EXERCISE DIRECTIONS
Print each entry below precisely as shown.

____

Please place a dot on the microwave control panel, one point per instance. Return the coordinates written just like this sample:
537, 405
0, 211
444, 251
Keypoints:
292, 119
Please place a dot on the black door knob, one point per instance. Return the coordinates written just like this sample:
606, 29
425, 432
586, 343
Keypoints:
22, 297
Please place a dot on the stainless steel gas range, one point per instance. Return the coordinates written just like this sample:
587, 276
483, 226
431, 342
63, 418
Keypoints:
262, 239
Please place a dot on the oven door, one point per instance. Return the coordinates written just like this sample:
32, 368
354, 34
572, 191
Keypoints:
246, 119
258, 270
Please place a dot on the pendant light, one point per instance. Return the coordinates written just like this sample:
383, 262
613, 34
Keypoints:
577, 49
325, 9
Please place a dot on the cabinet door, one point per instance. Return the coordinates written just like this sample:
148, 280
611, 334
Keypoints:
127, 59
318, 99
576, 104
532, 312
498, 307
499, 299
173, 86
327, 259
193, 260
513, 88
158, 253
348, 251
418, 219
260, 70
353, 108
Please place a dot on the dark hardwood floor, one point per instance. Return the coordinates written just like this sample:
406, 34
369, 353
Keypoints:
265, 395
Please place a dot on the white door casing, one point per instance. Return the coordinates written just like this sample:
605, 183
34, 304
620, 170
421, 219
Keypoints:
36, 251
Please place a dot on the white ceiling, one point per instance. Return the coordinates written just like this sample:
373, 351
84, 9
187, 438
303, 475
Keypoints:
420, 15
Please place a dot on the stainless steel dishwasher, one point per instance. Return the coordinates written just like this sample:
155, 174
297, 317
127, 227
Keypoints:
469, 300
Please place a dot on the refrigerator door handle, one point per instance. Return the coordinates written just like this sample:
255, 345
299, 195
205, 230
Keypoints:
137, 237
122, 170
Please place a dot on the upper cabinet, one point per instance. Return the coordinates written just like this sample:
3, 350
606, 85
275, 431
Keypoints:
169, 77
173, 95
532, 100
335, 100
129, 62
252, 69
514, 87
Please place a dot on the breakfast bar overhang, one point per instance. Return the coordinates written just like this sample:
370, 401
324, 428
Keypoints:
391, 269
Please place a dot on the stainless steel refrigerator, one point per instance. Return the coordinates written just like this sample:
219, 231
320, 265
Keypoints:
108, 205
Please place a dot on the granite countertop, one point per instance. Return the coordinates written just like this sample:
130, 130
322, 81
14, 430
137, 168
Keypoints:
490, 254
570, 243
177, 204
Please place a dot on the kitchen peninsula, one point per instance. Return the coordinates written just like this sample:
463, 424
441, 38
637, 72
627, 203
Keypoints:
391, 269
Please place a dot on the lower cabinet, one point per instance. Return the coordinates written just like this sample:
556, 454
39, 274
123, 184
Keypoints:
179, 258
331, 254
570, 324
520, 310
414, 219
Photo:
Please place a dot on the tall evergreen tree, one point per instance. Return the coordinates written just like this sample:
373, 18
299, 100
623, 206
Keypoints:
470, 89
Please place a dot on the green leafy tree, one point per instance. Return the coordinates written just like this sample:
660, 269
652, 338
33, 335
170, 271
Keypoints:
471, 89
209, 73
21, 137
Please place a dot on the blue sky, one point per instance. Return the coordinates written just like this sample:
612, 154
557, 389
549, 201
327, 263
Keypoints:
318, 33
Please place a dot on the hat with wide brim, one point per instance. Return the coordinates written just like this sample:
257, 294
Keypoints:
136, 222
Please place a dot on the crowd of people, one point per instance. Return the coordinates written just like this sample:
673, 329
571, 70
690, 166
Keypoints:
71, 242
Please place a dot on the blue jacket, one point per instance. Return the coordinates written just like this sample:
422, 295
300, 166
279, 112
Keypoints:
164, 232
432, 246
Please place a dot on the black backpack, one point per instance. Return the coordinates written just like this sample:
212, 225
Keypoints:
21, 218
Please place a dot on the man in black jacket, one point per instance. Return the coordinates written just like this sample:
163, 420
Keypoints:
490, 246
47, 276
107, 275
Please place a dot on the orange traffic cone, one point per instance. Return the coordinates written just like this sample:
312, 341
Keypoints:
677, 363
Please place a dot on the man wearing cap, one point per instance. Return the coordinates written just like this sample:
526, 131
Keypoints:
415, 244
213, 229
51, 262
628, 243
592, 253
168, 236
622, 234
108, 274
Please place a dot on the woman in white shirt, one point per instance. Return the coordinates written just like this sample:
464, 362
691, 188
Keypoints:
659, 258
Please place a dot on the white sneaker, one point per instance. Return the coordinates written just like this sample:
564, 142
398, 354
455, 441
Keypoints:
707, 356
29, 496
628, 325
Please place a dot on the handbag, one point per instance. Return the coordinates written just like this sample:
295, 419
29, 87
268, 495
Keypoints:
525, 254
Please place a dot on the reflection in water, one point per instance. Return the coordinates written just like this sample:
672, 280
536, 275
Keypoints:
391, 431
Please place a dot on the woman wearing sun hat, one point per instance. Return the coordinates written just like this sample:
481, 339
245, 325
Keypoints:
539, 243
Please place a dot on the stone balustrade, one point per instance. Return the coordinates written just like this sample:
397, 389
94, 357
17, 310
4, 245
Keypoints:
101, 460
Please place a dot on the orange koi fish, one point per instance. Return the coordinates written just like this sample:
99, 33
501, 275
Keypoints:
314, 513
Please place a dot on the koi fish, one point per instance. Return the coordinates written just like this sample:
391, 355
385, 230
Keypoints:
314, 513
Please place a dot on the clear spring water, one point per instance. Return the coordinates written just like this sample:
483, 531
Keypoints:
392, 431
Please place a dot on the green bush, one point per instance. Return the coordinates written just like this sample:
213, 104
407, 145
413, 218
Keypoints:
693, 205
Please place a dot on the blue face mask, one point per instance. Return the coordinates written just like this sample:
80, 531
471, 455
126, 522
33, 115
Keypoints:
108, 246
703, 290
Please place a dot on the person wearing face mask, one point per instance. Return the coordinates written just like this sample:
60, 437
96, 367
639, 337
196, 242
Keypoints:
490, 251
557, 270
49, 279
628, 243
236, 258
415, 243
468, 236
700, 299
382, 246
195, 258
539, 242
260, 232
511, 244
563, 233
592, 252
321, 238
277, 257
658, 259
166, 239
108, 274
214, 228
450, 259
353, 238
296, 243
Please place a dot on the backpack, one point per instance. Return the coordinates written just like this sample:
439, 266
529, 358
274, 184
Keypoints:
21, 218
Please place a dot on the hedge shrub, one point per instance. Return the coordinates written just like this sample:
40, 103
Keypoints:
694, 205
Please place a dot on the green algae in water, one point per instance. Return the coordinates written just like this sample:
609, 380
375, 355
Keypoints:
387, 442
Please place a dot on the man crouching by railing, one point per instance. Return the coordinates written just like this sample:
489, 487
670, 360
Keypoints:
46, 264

____

SOLUTION TO THE PROBLEM
Please place a dot on the microwave control panel, one point per instance. Return the coordinates written just like this sample:
537, 405
0, 211
444, 251
Keypoints:
292, 119
Please place a dot on the black door knob, one point per instance. Return the coordinates written just like this sample:
606, 29
425, 432
586, 343
Keypoints:
22, 297
Please place a dot on the stainless steel gas range, one point per instance. Return the coordinates written just like this sample:
587, 276
483, 226
431, 342
63, 418
Keypoints:
262, 239
Please place a dot on the oven door, one point per instance. Return the coordinates written just like this sample:
32, 368
354, 34
572, 191
Keypoints:
246, 119
258, 270
Please place a dot on the pendant light, one point per instance. Return the coordinates written just like this sample:
383, 262
613, 34
Keypoints:
577, 49
325, 9
Please place a dot on the cabinet door, one point per instance. Return the coordinates written just like this sample:
148, 280
611, 334
Keypoints:
127, 59
318, 99
576, 104
532, 312
498, 307
499, 299
173, 86
327, 259
193, 260
513, 88
158, 253
348, 251
418, 219
260, 70
353, 108
Please place a dot on the dark hardwood floor, one point per instance. Return the coordinates written just like this sample:
406, 34
369, 353
Keypoints:
265, 395
Please place a dot on the white door casing, one point per instance. Return the coordinates written just like this sample:
605, 183
34, 304
620, 170
421, 219
Keypoints:
36, 251
Please place a dot on the white ceiling, one point per instance. Return the coordinates written just like this sample:
373, 351
84, 9
187, 438
303, 475
Keypoints:
420, 15
Please place a dot on the stainless steel dishwasher, one point per instance. Return the coordinates written just like this sample:
155, 174
297, 317
127, 227
Keypoints:
469, 300
Please place a dot on the refrigerator door handle, one point per instance. Return the coordinates written just like this sample:
255, 345
299, 195
205, 230
Keypoints:
137, 237
122, 170
Please place a dot on the upper cabinet, one point per instance. Return the coordinates written just like this sample:
3, 350
606, 85
275, 431
Keypoints:
169, 77
173, 95
532, 100
335, 100
129, 62
252, 69
514, 87
Please place a dot on the breakfast bar overhang, one point per instance. Return the coordinates written just like this sample:
370, 401
324, 428
Keypoints:
391, 269
Please place a dot on the stainless steel refrigerator, one point per instance. Return the coordinates written just like this sample:
219, 231
320, 265
Keypoints:
108, 205
Please place a dot on the granite countertop, one point per instance. Return the coordinates written just like this sample:
130, 130
322, 81
14, 430
137, 168
Keypoints:
490, 254
570, 243
177, 204
Please place a dot on the kitchen peninsula, one point per instance. Return the coordinates written just like this sample:
463, 424
441, 38
637, 72
627, 203
Keypoints:
391, 269
Please place a dot on the lower cabinet, one point per instance. Return the coordinates written just like this sample:
556, 454
39, 274
123, 184
Keypoints:
179, 258
331, 254
570, 324
520, 310
414, 219
Photo:
Please place a dot on the tall evergreen tree, one point per instance. Return the coordinates written just like this sample:
373, 18
299, 100
623, 206
Keypoints:
470, 89
Please place a dot on the green leafy tree, one point per instance. Return the coordinates written just like this sample:
660, 269
652, 338
33, 335
170, 271
Keypoints:
471, 89
209, 73
21, 137
Please place a dot on the blue sky, one point per instance. Return the coordinates written just like this sample:
612, 154
557, 389
549, 201
327, 263
Keypoints:
318, 33
Please place a dot on the hat with wide brim, one point per instance. Return the coordinates written just like this sample:
257, 294
Keypoints:
136, 222
Please place a dot on the crowd of people, one point per instance. Return the coordinates written just like this sample:
673, 329
571, 70
690, 166
Keypoints:
71, 242
Please place a dot on the blue jacket, one point per instance. Return the coordinates written just like this sample:
422, 295
300, 166
279, 112
Keypoints:
164, 232
432, 246
Please place a dot on the black backpack, one point per instance. Return the coordinates written just like this sample:
212, 225
Keypoints:
21, 218
Please place a dot on the man in black jacket, one point per instance. Return the coordinates written just like this sample:
163, 420
Keypoints:
490, 246
47, 276
107, 275
Please place a dot on the orange traffic cone, one point per instance. Return the coordinates written just like this sample:
312, 341
Keypoints:
677, 363
Please place a dot on the man wearing cap, one point per instance. Return the coordinates written just like this sample:
526, 131
Keypoints:
415, 244
213, 229
51, 262
628, 243
592, 253
168, 236
622, 234
108, 274
Please place a dot on the woman in white shirt, one point per instance. Return the coordinates written just like this sample:
464, 362
691, 188
Keypoints:
659, 258
Please place a dot on the white sneaker, one point per instance. Return the coordinates written just like this sample:
564, 142
398, 354
455, 441
Keypoints:
707, 356
29, 496
628, 325
Please place a dot on the handbag, one point per instance. Return the coordinates written just like this sample:
295, 419
29, 87
268, 495
Keypoints:
525, 254
Please place a dot on the reflection in water, one point per instance. Return the coordinates written just like this sample:
672, 280
536, 275
Keypoints:
391, 431
Please place a dot on the woman wearing sun hat, one point per instance. Return the coordinates written just like this sample:
481, 339
245, 325
Keypoints:
539, 243
Please place a dot on the stone balustrade, one point per instance. Return the coordinates written just like this sample:
397, 389
94, 357
17, 310
4, 245
Keypoints:
101, 460
Please place a dot on the orange koi fish, one point per instance. Return the coordinates written just like this sample:
99, 33
501, 275
Keypoints:
314, 513
Please place a dot on the koi fish, one point per instance. Return the coordinates written just like this sample:
391, 355
385, 230
Keypoints:
314, 513
Please place a dot on the clear spring water, one point per instance. Return the coordinates written just like this sample:
483, 531
Keypoints:
392, 431
Please place a dot on the green bush, one point per instance. Return the coordinates written just like this sample:
213, 104
407, 145
413, 218
Keypoints:
693, 205
Please place a dot on the blue face mask, one point per instance. Return the coordinates written just like this sample:
80, 531
471, 455
126, 522
33, 115
Keypoints:
108, 246
703, 290
Please place a dot on the person wearing face mask, one point per instance. Return the coordinates written just like this sample:
60, 437
96, 367
639, 337
196, 242
Keypoints:
490, 251
557, 270
49, 279
628, 243
236, 258
415, 243
468, 236
700, 299
382, 246
195, 258
539, 242
260, 232
511, 244
563, 233
592, 252
321, 238
277, 257
658, 259
166, 239
108, 274
214, 228
450, 259
353, 238
296, 243
Please place a dot on the backpack, one point per instance. Return the coordinates written just like this sample:
439, 266
529, 358
274, 184
Keypoints:
21, 218
Please place a dot on the hedge shrub, one point per instance. Return the coordinates written just like this sample:
40, 103
Keypoints:
694, 205
Please place a dot on the green algae in water, one point per instance. Return the coordinates written just like this sample:
609, 380
375, 355
Keypoints:
387, 442
Please place a dot on the man crouching by railing, one point per instance. Return the coordinates written just like this sample:
489, 487
670, 360
Keypoints:
46, 264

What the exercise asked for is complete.